• _What is being asked_: Write out exactly the lines running from the line that includes "Q: Report x and y for each instance of the woman" to the end of the data, both ends included, and nothing besides.

________

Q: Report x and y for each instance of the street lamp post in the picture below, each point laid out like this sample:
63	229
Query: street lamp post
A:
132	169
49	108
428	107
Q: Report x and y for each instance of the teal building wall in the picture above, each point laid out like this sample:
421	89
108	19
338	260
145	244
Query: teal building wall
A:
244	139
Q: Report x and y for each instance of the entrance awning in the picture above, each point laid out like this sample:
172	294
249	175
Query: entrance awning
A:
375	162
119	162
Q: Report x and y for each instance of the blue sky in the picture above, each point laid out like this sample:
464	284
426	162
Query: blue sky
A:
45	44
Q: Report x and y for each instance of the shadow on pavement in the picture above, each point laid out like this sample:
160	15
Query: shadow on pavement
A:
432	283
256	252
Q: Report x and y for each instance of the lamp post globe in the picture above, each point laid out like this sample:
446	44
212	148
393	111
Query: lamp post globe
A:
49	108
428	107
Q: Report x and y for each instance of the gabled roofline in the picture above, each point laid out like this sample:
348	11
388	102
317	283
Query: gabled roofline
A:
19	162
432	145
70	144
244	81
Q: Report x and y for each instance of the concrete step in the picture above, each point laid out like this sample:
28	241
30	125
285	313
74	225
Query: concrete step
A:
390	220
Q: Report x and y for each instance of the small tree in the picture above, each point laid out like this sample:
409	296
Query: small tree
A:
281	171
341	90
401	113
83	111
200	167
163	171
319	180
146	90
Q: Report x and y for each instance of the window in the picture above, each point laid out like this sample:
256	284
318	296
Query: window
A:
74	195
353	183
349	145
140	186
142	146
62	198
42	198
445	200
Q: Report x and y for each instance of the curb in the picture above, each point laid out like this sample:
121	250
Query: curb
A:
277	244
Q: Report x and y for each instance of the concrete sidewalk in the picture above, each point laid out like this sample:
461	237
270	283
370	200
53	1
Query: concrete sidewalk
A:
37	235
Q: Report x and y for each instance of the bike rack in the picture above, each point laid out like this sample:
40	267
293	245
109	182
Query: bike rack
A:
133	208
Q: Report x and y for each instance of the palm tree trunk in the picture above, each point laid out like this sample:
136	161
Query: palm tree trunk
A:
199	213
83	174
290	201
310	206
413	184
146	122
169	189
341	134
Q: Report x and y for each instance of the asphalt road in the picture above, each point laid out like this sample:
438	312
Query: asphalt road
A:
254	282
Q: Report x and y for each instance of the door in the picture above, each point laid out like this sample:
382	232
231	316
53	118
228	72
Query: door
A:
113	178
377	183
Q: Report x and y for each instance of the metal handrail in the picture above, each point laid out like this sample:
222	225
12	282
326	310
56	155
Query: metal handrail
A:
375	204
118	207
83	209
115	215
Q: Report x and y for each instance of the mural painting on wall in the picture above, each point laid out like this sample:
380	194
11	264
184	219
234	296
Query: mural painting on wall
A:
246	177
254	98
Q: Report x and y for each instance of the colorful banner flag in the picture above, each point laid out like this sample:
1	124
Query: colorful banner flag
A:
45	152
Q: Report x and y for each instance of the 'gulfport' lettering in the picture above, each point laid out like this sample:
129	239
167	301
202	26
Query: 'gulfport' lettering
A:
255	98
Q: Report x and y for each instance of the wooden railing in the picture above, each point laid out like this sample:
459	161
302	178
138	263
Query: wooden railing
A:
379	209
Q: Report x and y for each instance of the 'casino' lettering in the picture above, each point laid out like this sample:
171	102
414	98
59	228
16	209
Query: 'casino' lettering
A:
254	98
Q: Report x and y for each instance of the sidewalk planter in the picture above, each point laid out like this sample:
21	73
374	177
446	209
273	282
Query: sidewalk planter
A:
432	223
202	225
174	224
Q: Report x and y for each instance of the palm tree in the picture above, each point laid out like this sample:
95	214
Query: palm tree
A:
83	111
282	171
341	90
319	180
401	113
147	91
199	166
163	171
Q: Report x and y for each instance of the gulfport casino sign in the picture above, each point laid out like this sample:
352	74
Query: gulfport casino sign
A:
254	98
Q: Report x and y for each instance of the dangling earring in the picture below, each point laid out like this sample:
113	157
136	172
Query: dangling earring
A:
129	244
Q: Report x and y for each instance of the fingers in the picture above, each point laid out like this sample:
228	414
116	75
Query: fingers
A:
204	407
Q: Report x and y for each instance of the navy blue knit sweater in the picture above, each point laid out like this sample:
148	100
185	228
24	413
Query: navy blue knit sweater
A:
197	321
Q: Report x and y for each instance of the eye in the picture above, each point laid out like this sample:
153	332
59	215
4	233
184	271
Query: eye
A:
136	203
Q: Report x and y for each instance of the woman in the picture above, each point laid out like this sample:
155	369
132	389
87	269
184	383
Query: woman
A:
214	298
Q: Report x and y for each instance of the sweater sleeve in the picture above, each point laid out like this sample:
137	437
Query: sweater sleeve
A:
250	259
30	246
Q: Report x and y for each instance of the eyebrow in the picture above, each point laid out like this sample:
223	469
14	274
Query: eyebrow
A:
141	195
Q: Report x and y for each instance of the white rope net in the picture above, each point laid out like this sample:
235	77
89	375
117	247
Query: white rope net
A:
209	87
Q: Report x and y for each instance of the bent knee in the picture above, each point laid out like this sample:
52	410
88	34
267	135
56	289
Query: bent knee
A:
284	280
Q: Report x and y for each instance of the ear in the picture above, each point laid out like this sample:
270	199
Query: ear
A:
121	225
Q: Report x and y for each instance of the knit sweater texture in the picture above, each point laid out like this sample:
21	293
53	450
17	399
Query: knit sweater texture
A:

________

• _Written answer_:
Q: Report x and y for each instance of the woman in the picture above, each point laid out like this sample:
155	369
132	389
87	269
184	383
Query: woman
A:
214	298
Q: Report x and y for each instance of the sweater sleeve in the picture above, each point laid out like this sample:
137	437
Query: sweater sleeve
A:
250	259
30	246
Q: Report x and y for each instance of the eyebrow in the picture above, each point laid out like this sample:
223	469
14	274
Query: eyebrow
A:
141	195
Q: Report x and y for each instance of the white rope net in the picture above, each point laid out like this sample:
235	77
89	375
117	247
Query: white rope net
A:
209	87
Q: Report x and y for each instance of the bent knee in the picture above, each point laid out like this sample:
52	410
88	34
267	135
56	289
Query: bent knee
A:
284	280
Q: Report x and y for each instance of the ear in the picture above, each point laid out like this sample:
270	199
Query: ear
A:
121	225
Q: Report x and y for each instance of the knit sweater texture in the picture above, each point laid out like this sample:
21	293
53	450
17	399
Query: knit sweater texture
A:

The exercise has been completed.